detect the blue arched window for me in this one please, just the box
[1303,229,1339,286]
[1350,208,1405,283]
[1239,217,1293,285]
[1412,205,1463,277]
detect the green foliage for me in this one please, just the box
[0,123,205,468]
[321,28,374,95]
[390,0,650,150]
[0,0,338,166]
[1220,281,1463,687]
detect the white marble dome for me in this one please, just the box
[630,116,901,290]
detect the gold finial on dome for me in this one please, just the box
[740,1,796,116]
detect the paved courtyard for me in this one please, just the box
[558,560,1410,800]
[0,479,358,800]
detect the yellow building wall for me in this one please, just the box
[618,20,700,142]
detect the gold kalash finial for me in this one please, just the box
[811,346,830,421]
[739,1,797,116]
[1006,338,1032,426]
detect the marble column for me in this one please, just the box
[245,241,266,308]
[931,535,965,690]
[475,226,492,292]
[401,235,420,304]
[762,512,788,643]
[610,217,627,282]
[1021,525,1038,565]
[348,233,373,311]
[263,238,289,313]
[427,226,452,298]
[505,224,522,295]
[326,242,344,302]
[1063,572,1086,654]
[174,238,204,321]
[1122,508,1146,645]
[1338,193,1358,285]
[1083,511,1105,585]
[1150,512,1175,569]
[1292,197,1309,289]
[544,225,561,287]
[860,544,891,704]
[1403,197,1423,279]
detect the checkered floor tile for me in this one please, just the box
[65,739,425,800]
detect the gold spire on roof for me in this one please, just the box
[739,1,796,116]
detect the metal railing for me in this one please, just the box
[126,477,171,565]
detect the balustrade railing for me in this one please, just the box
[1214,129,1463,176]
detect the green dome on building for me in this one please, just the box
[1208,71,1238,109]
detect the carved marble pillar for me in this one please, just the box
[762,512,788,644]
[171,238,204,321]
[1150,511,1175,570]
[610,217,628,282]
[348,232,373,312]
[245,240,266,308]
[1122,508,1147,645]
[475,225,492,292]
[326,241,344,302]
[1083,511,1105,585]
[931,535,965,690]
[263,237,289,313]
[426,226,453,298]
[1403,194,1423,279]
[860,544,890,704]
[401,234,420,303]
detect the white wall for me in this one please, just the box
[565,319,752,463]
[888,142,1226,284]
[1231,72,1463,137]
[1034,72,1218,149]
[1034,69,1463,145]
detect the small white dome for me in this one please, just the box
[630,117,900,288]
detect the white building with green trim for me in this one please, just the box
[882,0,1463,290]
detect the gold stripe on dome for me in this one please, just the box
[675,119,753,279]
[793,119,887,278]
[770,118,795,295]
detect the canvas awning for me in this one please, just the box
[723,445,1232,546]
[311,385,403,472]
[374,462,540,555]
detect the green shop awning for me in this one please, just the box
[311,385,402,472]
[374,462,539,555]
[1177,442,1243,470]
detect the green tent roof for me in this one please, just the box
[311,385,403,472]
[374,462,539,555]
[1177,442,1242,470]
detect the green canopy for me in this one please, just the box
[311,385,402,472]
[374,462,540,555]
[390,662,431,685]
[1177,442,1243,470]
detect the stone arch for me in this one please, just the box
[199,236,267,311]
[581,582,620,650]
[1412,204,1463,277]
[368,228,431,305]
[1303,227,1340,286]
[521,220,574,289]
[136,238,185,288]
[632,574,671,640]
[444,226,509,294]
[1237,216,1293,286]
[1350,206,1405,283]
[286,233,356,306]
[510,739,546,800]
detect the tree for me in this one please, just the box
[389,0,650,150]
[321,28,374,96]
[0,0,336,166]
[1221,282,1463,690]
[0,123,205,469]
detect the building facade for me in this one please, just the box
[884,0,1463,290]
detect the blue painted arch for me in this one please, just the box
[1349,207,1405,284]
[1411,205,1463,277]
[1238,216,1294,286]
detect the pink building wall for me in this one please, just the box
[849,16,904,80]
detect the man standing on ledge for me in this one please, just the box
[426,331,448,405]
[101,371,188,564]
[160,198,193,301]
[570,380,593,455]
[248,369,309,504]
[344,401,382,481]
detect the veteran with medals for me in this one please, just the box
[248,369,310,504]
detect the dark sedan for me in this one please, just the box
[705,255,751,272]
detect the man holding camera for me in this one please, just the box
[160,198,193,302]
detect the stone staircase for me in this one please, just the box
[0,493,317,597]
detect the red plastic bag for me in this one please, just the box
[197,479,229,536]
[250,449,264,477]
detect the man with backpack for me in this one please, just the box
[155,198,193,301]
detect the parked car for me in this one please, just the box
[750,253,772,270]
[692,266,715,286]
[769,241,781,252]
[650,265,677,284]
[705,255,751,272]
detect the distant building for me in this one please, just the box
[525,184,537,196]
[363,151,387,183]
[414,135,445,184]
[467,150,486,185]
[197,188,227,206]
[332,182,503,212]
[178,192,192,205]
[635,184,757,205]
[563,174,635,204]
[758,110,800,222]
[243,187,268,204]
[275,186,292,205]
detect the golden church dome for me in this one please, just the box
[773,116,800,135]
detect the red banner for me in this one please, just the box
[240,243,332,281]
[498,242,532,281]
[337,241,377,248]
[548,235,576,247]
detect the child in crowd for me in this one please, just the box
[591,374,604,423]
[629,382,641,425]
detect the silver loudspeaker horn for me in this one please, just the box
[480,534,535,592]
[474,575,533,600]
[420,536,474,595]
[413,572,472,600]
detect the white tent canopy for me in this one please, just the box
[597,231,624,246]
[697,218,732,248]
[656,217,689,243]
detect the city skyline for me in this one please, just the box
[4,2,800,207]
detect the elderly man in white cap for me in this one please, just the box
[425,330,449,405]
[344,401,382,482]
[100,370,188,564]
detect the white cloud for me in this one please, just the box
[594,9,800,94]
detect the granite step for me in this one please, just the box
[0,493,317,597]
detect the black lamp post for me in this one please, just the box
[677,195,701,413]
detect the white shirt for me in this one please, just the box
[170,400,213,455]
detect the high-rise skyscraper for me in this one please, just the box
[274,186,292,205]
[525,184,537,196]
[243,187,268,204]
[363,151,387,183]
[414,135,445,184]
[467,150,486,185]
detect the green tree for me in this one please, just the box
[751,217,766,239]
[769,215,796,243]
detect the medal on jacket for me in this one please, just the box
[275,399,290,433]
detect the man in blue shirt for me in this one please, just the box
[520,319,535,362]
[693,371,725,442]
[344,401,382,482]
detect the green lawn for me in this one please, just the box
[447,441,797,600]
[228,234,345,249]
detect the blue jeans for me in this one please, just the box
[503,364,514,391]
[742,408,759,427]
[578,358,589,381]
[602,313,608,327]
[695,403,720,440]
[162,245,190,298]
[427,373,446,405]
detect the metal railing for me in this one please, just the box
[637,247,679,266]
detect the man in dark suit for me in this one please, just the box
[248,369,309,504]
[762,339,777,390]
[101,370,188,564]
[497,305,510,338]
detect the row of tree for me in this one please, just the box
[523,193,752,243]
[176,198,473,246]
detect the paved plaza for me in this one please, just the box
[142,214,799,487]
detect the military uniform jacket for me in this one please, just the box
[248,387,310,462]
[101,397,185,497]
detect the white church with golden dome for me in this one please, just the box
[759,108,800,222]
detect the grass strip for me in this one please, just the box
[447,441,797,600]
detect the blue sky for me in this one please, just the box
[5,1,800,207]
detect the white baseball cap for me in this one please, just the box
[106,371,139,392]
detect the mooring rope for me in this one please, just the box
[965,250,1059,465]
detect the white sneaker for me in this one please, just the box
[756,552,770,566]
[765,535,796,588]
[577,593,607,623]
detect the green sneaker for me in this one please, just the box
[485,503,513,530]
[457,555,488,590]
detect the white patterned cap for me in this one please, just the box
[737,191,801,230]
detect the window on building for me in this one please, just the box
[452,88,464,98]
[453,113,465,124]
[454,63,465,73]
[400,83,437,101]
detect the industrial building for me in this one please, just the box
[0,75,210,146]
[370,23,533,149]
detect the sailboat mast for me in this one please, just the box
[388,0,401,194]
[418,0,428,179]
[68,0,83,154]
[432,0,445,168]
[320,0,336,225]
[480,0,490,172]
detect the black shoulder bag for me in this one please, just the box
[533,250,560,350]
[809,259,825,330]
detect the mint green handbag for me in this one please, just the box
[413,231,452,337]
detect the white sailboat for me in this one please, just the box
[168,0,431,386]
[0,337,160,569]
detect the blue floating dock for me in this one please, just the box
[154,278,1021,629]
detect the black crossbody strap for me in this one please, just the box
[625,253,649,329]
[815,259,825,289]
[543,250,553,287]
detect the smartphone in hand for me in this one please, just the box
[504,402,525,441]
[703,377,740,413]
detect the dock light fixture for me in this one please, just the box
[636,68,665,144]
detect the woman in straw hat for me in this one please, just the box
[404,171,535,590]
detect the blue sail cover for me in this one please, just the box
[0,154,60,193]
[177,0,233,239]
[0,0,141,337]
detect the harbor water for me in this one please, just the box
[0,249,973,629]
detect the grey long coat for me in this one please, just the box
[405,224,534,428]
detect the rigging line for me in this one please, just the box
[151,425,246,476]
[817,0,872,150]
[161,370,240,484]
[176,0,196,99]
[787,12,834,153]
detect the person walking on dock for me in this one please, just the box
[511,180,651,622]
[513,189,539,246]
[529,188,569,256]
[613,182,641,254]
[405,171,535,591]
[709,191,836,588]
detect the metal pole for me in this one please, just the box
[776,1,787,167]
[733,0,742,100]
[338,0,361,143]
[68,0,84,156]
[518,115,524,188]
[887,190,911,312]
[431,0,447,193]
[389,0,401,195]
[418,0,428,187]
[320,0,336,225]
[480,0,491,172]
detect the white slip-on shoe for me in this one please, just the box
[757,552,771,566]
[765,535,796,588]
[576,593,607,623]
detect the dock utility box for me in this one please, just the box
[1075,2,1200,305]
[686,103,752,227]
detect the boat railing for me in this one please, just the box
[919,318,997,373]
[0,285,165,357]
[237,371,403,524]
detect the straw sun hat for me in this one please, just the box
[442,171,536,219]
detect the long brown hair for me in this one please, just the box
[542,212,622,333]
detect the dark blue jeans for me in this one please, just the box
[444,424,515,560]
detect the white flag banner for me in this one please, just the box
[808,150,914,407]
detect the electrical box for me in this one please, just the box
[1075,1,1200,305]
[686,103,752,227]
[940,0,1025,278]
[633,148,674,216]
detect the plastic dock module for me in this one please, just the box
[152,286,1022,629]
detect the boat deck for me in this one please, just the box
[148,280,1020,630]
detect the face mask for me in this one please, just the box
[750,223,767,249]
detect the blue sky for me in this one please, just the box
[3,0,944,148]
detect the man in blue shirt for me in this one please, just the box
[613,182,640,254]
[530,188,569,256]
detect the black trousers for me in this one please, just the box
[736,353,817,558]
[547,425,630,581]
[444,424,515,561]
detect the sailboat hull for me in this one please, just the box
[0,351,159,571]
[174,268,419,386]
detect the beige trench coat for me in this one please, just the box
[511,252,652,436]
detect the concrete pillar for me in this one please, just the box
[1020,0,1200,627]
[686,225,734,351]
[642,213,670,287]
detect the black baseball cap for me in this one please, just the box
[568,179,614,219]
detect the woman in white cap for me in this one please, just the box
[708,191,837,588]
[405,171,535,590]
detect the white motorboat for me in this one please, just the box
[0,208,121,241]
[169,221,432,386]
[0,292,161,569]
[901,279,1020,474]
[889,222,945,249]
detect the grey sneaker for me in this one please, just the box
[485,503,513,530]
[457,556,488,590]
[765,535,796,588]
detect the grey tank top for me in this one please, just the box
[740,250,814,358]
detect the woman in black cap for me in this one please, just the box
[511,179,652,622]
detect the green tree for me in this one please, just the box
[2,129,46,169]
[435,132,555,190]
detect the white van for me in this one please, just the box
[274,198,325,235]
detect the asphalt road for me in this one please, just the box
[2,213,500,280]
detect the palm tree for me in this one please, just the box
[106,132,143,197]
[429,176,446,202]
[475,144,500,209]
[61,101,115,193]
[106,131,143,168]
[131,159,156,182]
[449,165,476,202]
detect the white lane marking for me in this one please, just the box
┄┄┄┄┄┄
What the exercise asks | Copy, exactly and with nothing added, the lines from the one containing "detect the white motorboat" through the end of the records.

The completed task |
detect the white motorboat for me in this one please, just the box
[0,208,121,241]
[169,221,432,386]
[0,292,161,569]
[901,279,1020,474]
[889,222,945,249]
detect the grey sneaker for me in this one please, just the box
[485,503,513,530]
[457,556,488,590]
[765,535,796,588]
detect the grey tank top for me in this one please, just the box
[740,250,814,358]
detect the woman in black cap for me in this one please, just the box
[511,179,652,622]
detect the green tree for me in this one please, just the box
[2,129,46,169]
[435,132,555,190]
detect the white van for me in this one please, just the box
[274,198,325,235]
detect the asphalt road for me in this one please, just the box
[2,213,500,280]
detect the palm tree for me in this one please, just the box
[106,132,143,197]
[429,176,446,202]
[475,144,500,209]
[61,101,115,193]
[106,131,143,168]
[131,159,156,182]
[449,165,476,202]
detect the white lane marking for me in this one please, just the box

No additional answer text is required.